▶ What is being asked: Report each line of the entries below that has the word "tank" in it.

▶ Entries supplied:
============
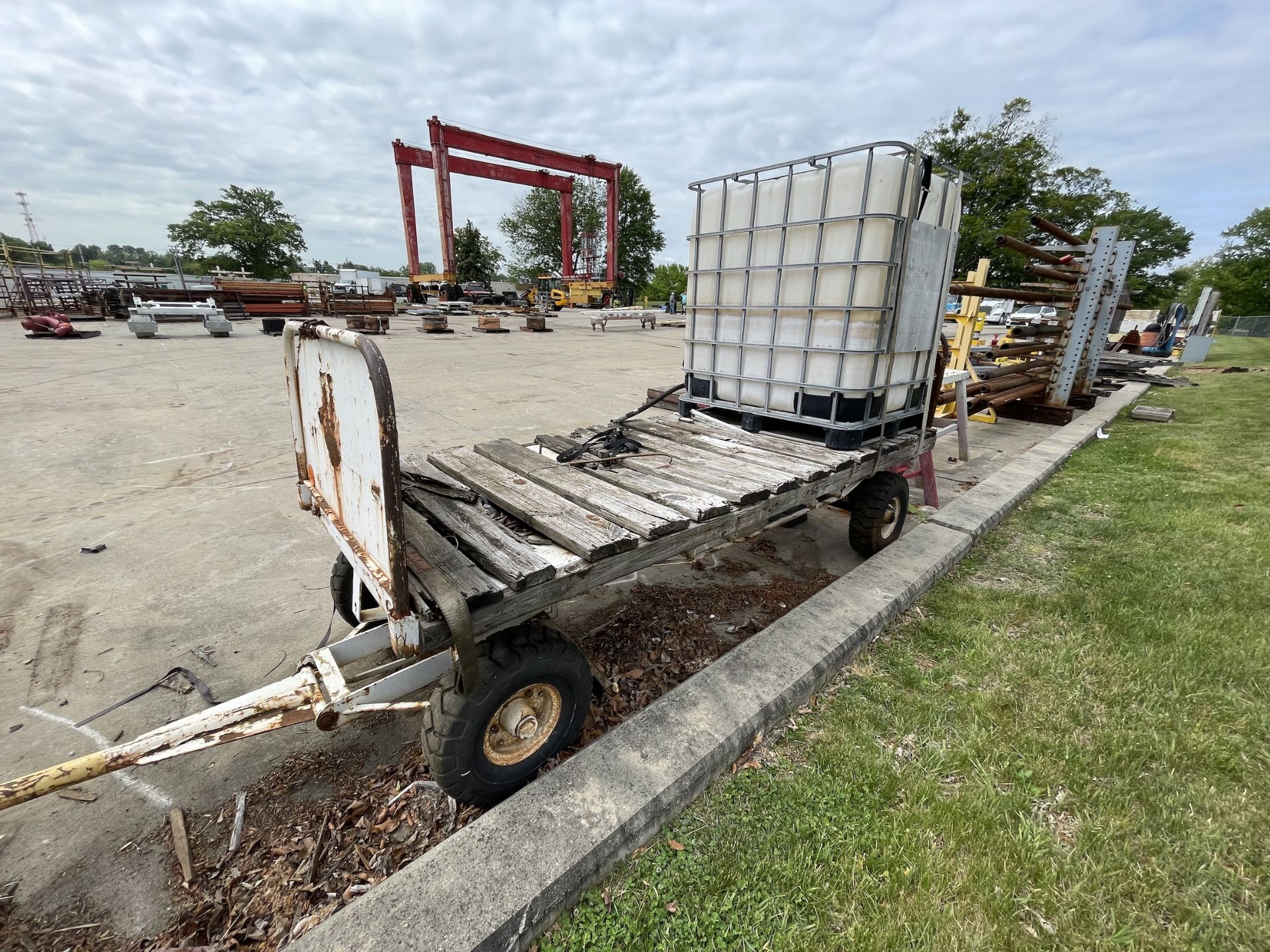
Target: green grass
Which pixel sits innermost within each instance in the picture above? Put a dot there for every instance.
============
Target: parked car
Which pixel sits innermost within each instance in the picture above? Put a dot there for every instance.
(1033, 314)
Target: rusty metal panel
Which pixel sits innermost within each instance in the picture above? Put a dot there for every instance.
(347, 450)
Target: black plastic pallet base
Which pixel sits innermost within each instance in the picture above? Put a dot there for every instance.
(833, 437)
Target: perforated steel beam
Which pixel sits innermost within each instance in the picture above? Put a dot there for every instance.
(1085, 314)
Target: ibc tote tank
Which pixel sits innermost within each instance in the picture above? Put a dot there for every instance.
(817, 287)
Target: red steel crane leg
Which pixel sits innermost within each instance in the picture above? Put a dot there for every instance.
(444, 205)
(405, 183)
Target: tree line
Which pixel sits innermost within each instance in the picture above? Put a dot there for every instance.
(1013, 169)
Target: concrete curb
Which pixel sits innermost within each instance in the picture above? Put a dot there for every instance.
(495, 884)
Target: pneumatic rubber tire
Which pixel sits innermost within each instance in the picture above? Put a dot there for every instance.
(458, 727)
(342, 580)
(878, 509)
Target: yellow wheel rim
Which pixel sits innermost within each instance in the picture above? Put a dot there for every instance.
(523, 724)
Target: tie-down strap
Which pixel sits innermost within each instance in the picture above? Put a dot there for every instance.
============
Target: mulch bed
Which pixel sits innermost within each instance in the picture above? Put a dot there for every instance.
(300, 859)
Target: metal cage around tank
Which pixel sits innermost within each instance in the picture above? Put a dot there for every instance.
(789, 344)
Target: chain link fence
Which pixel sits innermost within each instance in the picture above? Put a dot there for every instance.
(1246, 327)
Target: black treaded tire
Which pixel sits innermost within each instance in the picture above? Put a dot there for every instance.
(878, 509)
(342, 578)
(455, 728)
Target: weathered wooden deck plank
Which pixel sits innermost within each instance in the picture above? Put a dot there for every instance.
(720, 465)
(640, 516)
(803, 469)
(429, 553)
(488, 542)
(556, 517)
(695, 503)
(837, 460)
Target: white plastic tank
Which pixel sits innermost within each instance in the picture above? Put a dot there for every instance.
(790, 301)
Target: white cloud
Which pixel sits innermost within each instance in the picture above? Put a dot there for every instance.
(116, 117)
============
▶ Expected answer:
Target: ibc tote tank
Target: metal cage around tank
Target: white plastic tank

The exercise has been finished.